■ Do this ■
Can you print each of the following items word for word, leaving every line unchanged?

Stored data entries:
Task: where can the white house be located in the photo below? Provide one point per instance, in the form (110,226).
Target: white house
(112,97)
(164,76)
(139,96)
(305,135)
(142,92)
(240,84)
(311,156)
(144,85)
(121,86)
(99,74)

■ Correct output ■
Task: where can the white house be located in the photo below? Provide one point per instance, in the form (110,226).
Target: white house
(112,97)
(164,76)
(139,96)
(305,135)
(142,92)
(240,84)
(311,156)
(144,85)
(121,86)
(99,74)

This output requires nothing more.